Copy the listing below word for word, keeping every line in its original order and form.
------------------------
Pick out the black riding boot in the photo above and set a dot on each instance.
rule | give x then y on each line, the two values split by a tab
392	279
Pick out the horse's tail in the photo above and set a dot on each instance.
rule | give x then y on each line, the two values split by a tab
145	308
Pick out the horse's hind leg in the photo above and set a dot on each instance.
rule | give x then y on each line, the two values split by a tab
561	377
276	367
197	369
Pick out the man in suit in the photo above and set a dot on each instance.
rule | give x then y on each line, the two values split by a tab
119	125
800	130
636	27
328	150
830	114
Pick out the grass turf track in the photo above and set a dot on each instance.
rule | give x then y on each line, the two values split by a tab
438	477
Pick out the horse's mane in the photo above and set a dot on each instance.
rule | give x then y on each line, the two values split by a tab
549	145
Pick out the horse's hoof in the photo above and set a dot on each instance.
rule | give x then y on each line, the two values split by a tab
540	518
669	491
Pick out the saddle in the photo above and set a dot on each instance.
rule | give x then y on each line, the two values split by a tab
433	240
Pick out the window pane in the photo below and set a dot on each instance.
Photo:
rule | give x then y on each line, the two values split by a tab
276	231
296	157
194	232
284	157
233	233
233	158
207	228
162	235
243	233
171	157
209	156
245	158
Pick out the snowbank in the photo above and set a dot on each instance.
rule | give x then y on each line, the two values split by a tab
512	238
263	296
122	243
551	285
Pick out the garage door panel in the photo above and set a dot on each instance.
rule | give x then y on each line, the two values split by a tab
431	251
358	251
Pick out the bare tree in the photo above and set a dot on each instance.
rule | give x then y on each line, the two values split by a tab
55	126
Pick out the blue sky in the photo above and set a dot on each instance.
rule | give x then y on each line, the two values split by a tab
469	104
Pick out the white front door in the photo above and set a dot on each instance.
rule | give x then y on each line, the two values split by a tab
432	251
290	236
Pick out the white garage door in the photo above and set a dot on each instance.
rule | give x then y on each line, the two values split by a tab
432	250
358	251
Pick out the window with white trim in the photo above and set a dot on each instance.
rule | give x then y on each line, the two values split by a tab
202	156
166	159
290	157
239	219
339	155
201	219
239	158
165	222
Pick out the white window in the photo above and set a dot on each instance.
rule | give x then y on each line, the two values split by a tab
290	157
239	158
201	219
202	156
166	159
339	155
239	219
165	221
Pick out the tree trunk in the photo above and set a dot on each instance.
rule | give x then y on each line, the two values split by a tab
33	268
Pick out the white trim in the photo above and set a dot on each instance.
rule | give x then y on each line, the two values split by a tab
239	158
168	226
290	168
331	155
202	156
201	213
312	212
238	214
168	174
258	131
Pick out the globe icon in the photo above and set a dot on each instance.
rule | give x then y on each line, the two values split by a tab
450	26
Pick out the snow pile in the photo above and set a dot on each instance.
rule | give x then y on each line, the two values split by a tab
------------------------
**Task result**
Pick out the black riding boot in the photo above and set a dot on each instance.
rule | give x then y on each line, the two values split by a tab
392	279
Pick out the horse's tail in the photo above and set a dot on each instance.
rule | give x then y on each line, the two values split by a tab
145	308
Pick out the horse's hind leg in the photo above and set a dot on each instance.
rule | give x then y on each line, the two values split by a tab
561	377
276	367
197	369
Pick out the man in suit in the photo above and set a dot on each instance.
rule | give x then y on each line, the two values split by a tab
119	125
800	130
636	27
328	150
830	114
Pick out the grass turf track in the photo above and set a dot on each instance.
rule | give x then y on each line, the two values split by a tab
438	477
Pick out the horse's mane in the photo above and set a dot on each instance.
rule | give x then y on each line, the two values split by a tab
549	145
Pick out the horse's hoof in the photo above and set a dot on each instance.
rule | give x then y on each line, the two values split by a tab
540	518
669	491
Pick out the saddle in the photo above and set a dot on each instance.
rule | give x then y on each line, the two values split by a tab
433	240
Pick out the window pane in the photo below and set a dot on each instance.
Photo:
rule | give x then y on each line, the two values split by a tab
276	231
296	157
194	232
284	157
233	233
233	158
207	228
162	235
243	233
171	157
209	156
245	158
Pick out the snowbank in the photo above and set a dot on each instance.
rule | give x then y on each line, the two values split by a tab
512	238
263	296
122	243
551	285
Pick out the garage door panel in the photo above and set a dot on each instance.
rule | give x then y on each line, the two values split by a tab
431	251
358	251
Pick out the bare tree in the photo above and set a dot on each instance.
rule | give x then y on each line, the two values split by a tab
55	126
Pick out the blue sky in the photo above and set a dot on each instance.
rule | give x then y on each line, the two values split by a tab
469	104
Pick out the white front door in the photo above and set a dot on each instance.
rule | give x then y on each line, the two values split by a tab
432	251
290	236
Pick out the white garage door in the photo above and set a dot on each instance.
rule | give x then y on each line, the two values split by a tab
432	250
358	251
Pick out the window with white trim in the photo above and set a dot on each instance.
rule | give x then y on each line, the two values split by a tab
202	156
166	159
290	157
239	219
339	155
201	219
239	158
165	222
Pick out the white window in the photo above and set a dot on each instance.
rule | give x then y on each line, the two values split by a tab
290	157
239	158
201	219
202	156
166	159
339	155
239	219
165	221
Pick out the tree trunk in the photo above and set a dot on each instance.
rule | give x then y on each line, the two values split by a tab
33	268
Pick out the white trim in the photo above and set a dot on each instance.
rule | give x then y on each line, the two values split by a tab
239	158
168	226
290	168
331	155
202	156
201	213
312	212
238	214
168	174
258	131
Pick out the globe icon in the photo above and set a dot on each instance.
rule | give x then y on each line, the two values split by a tab
450	26
Pick out the snow pile in the photo above and set a dot on each instance.
rule | give x then y on each line, the two values split by a tab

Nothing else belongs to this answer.